- _Task inputs_

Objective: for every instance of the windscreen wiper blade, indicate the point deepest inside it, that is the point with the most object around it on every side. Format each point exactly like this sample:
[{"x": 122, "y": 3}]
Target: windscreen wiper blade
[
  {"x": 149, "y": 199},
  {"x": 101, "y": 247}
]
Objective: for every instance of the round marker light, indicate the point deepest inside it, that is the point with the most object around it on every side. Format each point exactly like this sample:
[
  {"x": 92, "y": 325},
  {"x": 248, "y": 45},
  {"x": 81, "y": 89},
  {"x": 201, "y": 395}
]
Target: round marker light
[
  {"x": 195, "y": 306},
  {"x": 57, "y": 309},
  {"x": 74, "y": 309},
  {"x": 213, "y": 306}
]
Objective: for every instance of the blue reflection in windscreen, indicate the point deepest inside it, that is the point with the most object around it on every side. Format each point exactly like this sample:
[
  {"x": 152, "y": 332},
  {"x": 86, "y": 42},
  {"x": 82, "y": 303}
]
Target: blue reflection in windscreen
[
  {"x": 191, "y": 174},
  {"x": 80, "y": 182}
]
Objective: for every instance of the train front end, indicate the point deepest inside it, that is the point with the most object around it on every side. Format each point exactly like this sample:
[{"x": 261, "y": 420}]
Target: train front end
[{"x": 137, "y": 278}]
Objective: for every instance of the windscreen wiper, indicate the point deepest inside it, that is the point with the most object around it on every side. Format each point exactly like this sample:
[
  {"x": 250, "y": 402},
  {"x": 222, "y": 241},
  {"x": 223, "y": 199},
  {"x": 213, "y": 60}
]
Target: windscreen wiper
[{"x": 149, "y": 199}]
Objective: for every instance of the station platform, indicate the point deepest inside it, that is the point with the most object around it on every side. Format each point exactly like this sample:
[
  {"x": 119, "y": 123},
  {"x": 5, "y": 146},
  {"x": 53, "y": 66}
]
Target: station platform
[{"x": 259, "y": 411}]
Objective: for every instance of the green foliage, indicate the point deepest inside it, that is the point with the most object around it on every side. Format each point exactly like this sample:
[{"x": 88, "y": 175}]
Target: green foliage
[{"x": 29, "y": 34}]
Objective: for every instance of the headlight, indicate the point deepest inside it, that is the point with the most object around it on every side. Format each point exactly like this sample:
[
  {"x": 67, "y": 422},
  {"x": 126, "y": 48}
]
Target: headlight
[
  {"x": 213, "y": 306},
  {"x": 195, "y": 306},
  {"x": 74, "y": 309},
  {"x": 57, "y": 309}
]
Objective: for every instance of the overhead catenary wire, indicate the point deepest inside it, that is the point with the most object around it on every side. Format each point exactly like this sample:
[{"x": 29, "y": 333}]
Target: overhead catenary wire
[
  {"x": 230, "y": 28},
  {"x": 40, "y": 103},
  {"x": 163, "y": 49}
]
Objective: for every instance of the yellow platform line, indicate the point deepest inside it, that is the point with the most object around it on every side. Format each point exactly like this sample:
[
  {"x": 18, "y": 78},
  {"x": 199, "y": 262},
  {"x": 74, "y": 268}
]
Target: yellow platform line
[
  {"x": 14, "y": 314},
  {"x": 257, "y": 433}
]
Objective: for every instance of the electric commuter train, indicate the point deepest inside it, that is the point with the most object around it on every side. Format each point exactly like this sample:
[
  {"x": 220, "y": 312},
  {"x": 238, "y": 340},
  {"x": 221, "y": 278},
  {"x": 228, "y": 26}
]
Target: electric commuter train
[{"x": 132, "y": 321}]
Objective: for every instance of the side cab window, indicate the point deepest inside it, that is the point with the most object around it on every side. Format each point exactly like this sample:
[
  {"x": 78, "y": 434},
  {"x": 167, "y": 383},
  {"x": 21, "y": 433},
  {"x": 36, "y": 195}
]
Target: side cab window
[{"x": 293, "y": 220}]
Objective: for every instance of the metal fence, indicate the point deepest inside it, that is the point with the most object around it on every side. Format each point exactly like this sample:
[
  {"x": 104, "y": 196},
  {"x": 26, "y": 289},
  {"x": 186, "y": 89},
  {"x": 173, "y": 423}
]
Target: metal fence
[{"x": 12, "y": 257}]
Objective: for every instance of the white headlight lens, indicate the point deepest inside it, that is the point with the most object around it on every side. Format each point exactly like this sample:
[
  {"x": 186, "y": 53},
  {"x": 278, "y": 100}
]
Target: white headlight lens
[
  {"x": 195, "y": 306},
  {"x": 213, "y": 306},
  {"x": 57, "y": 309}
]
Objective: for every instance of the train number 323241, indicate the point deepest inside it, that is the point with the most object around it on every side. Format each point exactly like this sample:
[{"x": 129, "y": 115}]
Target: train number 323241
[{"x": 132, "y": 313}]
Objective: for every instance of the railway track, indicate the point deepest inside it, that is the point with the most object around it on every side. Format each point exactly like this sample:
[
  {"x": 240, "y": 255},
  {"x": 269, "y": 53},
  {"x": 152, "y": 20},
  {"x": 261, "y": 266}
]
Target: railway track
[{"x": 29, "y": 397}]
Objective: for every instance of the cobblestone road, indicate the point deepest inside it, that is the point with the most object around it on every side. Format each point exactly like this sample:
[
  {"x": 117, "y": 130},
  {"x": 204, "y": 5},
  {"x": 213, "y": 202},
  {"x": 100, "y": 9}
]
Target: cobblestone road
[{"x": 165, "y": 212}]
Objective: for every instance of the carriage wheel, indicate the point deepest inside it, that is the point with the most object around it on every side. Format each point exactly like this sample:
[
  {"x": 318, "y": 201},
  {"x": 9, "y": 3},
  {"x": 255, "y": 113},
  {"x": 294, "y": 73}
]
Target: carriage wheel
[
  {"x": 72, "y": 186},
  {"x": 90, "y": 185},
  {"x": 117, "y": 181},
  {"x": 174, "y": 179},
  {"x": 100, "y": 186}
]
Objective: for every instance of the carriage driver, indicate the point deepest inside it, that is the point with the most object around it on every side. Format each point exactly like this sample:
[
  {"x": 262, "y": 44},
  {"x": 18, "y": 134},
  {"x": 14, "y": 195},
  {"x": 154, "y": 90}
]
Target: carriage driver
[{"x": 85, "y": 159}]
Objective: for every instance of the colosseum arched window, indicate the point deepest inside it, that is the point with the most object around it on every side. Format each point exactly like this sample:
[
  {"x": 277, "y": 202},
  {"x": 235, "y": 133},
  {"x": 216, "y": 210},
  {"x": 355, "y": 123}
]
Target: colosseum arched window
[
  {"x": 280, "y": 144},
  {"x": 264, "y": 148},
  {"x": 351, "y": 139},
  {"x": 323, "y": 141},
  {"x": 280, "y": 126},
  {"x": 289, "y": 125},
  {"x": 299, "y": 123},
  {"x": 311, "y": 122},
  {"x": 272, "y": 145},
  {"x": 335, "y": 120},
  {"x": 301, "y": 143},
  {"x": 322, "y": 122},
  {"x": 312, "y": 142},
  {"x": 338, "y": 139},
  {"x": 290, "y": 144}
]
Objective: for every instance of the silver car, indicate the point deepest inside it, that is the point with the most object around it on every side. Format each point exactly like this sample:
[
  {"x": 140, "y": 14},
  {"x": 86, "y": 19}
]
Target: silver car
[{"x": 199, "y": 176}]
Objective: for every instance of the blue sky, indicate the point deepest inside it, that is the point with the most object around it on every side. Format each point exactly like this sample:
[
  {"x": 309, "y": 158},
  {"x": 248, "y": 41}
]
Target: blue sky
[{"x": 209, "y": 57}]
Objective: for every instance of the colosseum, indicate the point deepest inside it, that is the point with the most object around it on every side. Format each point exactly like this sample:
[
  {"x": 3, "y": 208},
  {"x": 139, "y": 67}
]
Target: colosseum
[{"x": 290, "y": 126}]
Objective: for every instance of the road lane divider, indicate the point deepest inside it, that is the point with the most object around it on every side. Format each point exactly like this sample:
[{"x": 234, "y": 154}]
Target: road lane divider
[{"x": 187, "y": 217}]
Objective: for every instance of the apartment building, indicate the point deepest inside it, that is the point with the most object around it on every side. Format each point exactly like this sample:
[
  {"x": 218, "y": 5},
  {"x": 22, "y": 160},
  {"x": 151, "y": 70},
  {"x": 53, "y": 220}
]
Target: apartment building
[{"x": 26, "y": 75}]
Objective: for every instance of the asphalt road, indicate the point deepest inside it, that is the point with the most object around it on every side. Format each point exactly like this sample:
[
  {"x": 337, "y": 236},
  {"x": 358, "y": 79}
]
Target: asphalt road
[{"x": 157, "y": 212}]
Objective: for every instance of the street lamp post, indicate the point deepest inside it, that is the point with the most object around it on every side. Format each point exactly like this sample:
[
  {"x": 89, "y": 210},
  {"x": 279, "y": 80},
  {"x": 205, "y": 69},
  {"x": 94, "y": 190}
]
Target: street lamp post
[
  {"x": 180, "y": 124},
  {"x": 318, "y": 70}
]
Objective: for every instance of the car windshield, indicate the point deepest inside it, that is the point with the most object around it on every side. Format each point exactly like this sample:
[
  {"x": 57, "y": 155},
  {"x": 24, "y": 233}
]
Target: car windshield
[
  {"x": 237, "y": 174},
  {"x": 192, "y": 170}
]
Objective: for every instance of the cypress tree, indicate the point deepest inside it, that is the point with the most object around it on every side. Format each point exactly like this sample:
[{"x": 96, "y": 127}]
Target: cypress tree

- _Objective_
Extract, unchanged, the closing run of lines that opens with the line containing "Objective: for every instance of the road" and ends with the last line.

- _Result of the task_
Objective: for every instance of the road lane divider, indicate the point deepest inside it, that is the point with the most object around it on every side. Format each point exactly like this sample:
[{"x": 234, "y": 154}]
Target: road lane divider
[{"x": 187, "y": 217}]
Objective: for every instance of the apartment building, indicate the point deepest inside it, that is the point with the most object around it on every side. Format each point exactly like this sample:
[
  {"x": 218, "y": 5},
  {"x": 22, "y": 160},
  {"x": 151, "y": 70},
  {"x": 53, "y": 220}
]
Target: apartment building
[{"x": 26, "y": 75}]
Objective: for every instance of the asphalt road, indicate the point deepest inside it, that is the point with the most object around it on every side. Format each point exactly like this sample:
[
  {"x": 337, "y": 236},
  {"x": 358, "y": 79}
]
Target: asphalt road
[{"x": 157, "y": 212}]
Objective: for every instance of the street lamp post, indicate the point deepest inside it, that is the point with the most object around it on every side. Format each point exactly like this sample:
[
  {"x": 89, "y": 210},
  {"x": 279, "y": 80},
  {"x": 205, "y": 69},
  {"x": 94, "y": 190}
]
Target: street lamp post
[
  {"x": 180, "y": 124},
  {"x": 318, "y": 70}
]
Objective: for every instance of the car windshield, indicate the point deepest inside it, that is the point with the most object around it on every side. Format each point exactly like this sample:
[
  {"x": 57, "y": 155},
  {"x": 24, "y": 233}
]
Target: car windshield
[
  {"x": 237, "y": 174},
  {"x": 192, "y": 170}
]
Objective: for every instance of the cypress tree, indicate the point deepest inside it, that is the point with the most object around it on every side. Format each point exactly like this sample:
[{"x": 96, "y": 127}]
Target: cypress tree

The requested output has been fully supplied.